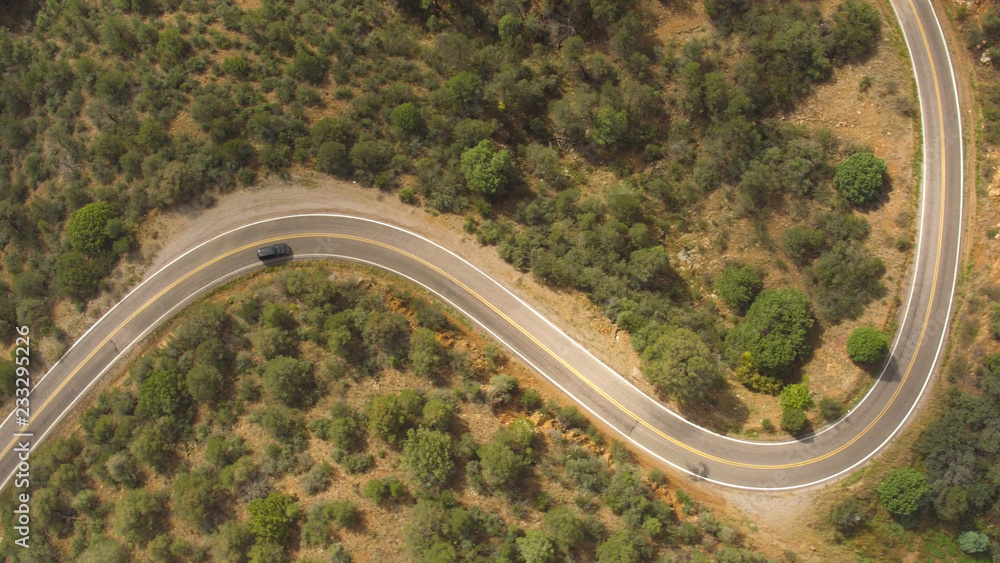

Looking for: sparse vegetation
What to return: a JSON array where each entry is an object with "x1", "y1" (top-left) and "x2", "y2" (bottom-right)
[{"x1": 0, "y1": 265, "x2": 776, "y2": 561}]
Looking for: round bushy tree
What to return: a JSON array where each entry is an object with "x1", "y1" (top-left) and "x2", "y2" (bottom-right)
[
  {"x1": 847, "y1": 326, "x2": 889, "y2": 364},
  {"x1": 726, "y1": 289, "x2": 815, "y2": 376},
  {"x1": 400, "y1": 428, "x2": 455, "y2": 488},
  {"x1": 779, "y1": 383, "x2": 813, "y2": 410},
  {"x1": 833, "y1": 152, "x2": 887, "y2": 205},
  {"x1": 781, "y1": 407, "x2": 809, "y2": 436},
  {"x1": 247, "y1": 493, "x2": 300, "y2": 544},
  {"x1": 642, "y1": 328, "x2": 722, "y2": 403},
  {"x1": 827, "y1": 0, "x2": 882, "y2": 59},
  {"x1": 389, "y1": 102, "x2": 421, "y2": 133},
  {"x1": 715, "y1": 263, "x2": 764, "y2": 315},
  {"x1": 461, "y1": 140, "x2": 516, "y2": 199},
  {"x1": 66, "y1": 201, "x2": 115, "y2": 256},
  {"x1": 876, "y1": 467, "x2": 931, "y2": 516}
]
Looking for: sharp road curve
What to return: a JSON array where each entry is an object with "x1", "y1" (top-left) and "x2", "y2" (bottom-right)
[{"x1": 0, "y1": 0, "x2": 963, "y2": 490}]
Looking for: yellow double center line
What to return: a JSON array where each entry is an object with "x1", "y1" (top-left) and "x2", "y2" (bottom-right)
[{"x1": 0, "y1": 0, "x2": 946, "y2": 478}]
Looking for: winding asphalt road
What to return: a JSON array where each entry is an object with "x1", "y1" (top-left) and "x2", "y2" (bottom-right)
[{"x1": 0, "y1": 0, "x2": 963, "y2": 490}]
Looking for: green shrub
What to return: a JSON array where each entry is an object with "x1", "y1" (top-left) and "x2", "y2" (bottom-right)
[
  {"x1": 66, "y1": 201, "x2": 115, "y2": 256},
  {"x1": 642, "y1": 328, "x2": 722, "y2": 403},
  {"x1": 827, "y1": 0, "x2": 882, "y2": 59},
  {"x1": 810, "y1": 241, "x2": 885, "y2": 323},
  {"x1": 847, "y1": 326, "x2": 889, "y2": 364},
  {"x1": 715, "y1": 263, "x2": 764, "y2": 315},
  {"x1": 361, "y1": 477, "x2": 406, "y2": 506},
  {"x1": 247, "y1": 493, "x2": 300, "y2": 545},
  {"x1": 833, "y1": 152, "x2": 888, "y2": 205},
  {"x1": 389, "y1": 102, "x2": 423, "y2": 133},
  {"x1": 400, "y1": 428, "x2": 455, "y2": 488},
  {"x1": 302, "y1": 463, "x2": 333, "y2": 495},
  {"x1": 781, "y1": 408, "x2": 809, "y2": 436},
  {"x1": 734, "y1": 352, "x2": 782, "y2": 395},
  {"x1": 876, "y1": 467, "x2": 931, "y2": 516},
  {"x1": 726, "y1": 289, "x2": 815, "y2": 376},
  {"x1": 461, "y1": 140, "x2": 517, "y2": 199}
]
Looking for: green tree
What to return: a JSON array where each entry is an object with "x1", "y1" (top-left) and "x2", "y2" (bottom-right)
[
  {"x1": 222, "y1": 54, "x2": 250, "y2": 80},
  {"x1": 876, "y1": 467, "x2": 931, "y2": 516},
  {"x1": 410, "y1": 328, "x2": 444, "y2": 377},
  {"x1": 389, "y1": 102, "x2": 423, "y2": 133},
  {"x1": 827, "y1": 0, "x2": 882, "y2": 59},
  {"x1": 184, "y1": 364, "x2": 226, "y2": 403},
  {"x1": 101, "y1": 454, "x2": 142, "y2": 489},
  {"x1": 365, "y1": 389, "x2": 423, "y2": 444},
  {"x1": 66, "y1": 201, "x2": 115, "y2": 256},
  {"x1": 726, "y1": 289, "x2": 815, "y2": 376},
  {"x1": 476, "y1": 418, "x2": 534, "y2": 487},
  {"x1": 958, "y1": 531, "x2": 990, "y2": 555},
  {"x1": 135, "y1": 369, "x2": 191, "y2": 420},
  {"x1": 781, "y1": 407, "x2": 809, "y2": 436},
  {"x1": 94, "y1": 70, "x2": 132, "y2": 106},
  {"x1": 247, "y1": 493, "x2": 300, "y2": 545},
  {"x1": 80, "y1": 535, "x2": 129, "y2": 563},
  {"x1": 461, "y1": 140, "x2": 516, "y2": 200},
  {"x1": 703, "y1": 0, "x2": 750, "y2": 32},
  {"x1": 833, "y1": 152, "x2": 888, "y2": 205},
  {"x1": 642, "y1": 328, "x2": 722, "y2": 403},
  {"x1": 447, "y1": 70, "x2": 483, "y2": 117},
  {"x1": 715, "y1": 262, "x2": 764, "y2": 315},
  {"x1": 115, "y1": 489, "x2": 166, "y2": 545},
  {"x1": 263, "y1": 356, "x2": 316, "y2": 407},
  {"x1": 810, "y1": 241, "x2": 885, "y2": 322},
  {"x1": 590, "y1": 106, "x2": 628, "y2": 148},
  {"x1": 594, "y1": 530, "x2": 651, "y2": 563},
  {"x1": 517, "y1": 530, "x2": 556, "y2": 563},
  {"x1": 400, "y1": 428, "x2": 455, "y2": 489},
  {"x1": 847, "y1": 326, "x2": 889, "y2": 364}
]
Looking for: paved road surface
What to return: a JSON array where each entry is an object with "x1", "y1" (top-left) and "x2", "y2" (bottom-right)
[{"x1": 0, "y1": 0, "x2": 963, "y2": 490}]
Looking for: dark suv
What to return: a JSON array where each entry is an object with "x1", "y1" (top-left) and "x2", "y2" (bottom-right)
[{"x1": 257, "y1": 242, "x2": 292, "y2": 260}]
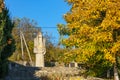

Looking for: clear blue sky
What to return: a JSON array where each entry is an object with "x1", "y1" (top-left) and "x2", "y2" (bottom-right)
[{"x1": 5, "y1": 0, "x2": 70, "y2": 42}]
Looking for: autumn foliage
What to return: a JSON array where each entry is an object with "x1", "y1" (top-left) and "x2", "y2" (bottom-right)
[{"x1": 58, "y1": 0, "x2": 120, "y2": 76}]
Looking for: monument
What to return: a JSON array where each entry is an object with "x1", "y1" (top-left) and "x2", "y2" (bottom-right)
[{"x1": 34, "y1": 32, "x2": 46, "y2": 67}]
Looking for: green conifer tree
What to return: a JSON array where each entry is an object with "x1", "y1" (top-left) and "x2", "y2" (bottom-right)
[{"x1": 0, "y1": 0, "x2": 15, "y2": 78}]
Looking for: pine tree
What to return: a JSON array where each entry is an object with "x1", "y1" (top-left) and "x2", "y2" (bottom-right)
[{"x1": 0, "y1": 0, "x2": 15, "y2": 78}]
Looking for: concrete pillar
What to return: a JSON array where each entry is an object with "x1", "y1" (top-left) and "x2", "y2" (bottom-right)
[{"x1": 35, "y1": 54, "x2": 44, "y2": 67}]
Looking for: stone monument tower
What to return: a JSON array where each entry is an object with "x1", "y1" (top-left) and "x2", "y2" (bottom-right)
[{"x1": 34, "y1": 32, "x2": 46, "y2": 67}]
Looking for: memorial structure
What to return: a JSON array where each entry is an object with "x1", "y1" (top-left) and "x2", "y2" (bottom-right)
[{"x1": 34, "y1": 32, "x2": 46, "y2": 67}]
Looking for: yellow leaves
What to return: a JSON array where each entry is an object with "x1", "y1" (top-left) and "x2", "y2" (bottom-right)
[
  {"x1": 104, "y1": 52, "x2": 115, "y2": 63},
  {"x1": 111, "y1": 42, "x2": 120, "y2": 54}
]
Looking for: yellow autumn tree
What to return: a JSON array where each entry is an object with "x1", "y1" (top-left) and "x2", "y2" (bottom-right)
[{"x1": 58, "y1": 0, "x2": 120, "y2": 80}]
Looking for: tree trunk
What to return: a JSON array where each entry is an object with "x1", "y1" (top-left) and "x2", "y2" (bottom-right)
[{"x1": 114, "y1": 64, "x2": 119, "y2": 80}]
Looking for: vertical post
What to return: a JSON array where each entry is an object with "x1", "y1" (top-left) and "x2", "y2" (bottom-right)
[
  {"x1": 20, "y1": 31, "x2": 24, "y2": 60},
  {"x1": 34, "y1": 32, "x2": 46, "y2": 67},
  {"x1": 21, "y1": 32, "x2": 33, "y2": 65}
]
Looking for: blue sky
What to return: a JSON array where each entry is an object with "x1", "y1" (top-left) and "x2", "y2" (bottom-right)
[{"x1": 5, "y1": 0, "x2": 70, "y2": 42}]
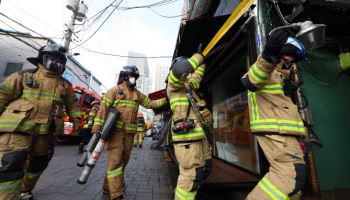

..........

Recast the lines from the one holding "Looking for: yellow leaves" through the end of the rows, inclusive, as a Markdown table with the columns No. and Line, giving each line its own number. Leave out blank lines and the pictures.

| No. | Line |
|---|---|
| 1 | Looking for: yellow leaves |
| 2 | What to return: a JSON array where each entry is an object with "x1", "y1" (top-left) and "x2", "y2" (bottom-right) |
| 3 | [ |
| 4 |   {"x1": 104, "y1": 52, "x2": 115, "y2": 63}, |
| 5 |   {"x1": 111, "y1": 42, "x2": 120, "y2": 54} |
| 6 | ] |
| 7 | Looking for: yellow autumn tree |
| 8 | What to return: a JSON array where each entry is an object with "x1", "y1" (top-left) and "x2", "y2" (bottom-right) |
| 9 | [{"x1": 58, "y1": 0, "x2": 120, "y2": 80}] |
| 10 | Looking for: tree trunk |
| 11 | What to return: a JSON array where each entry is an object with "x1", "y1" (top-left) and "x2", "y2" (bottom-right) |
| 12 | [{"x1": 114, "y1": 64, "x2": 119, "y2": 80}] |
| 13 | Looking for: vertical post |
| 14 | What to return: a JSON array where each entry is an object with "x1", "y1" (top-left) and "x2", "y2" (bottom-right) |
| 15 | [ |
| 16 |   {"x1": 20, "y1": 31, "x2": 24, "y2": 60}, |
| 17 |   {"x1": 34, "y1": 32, "x2": 46, "y2": 67}, |
| 18 |   {"x1": 21, "y1": 32, "x2": 33, "y2": 65} |
| 19 | ] |
| 20 | Looking for: blue sky |
| 21 | What to return: a JSON array where each entry is an object with "x1", "y1" (top-left) and "x2", "y2" (bottom-right) |
| 22 | [{"x1": 5, "y1": 0, "x2": 70, "y2": 42}] |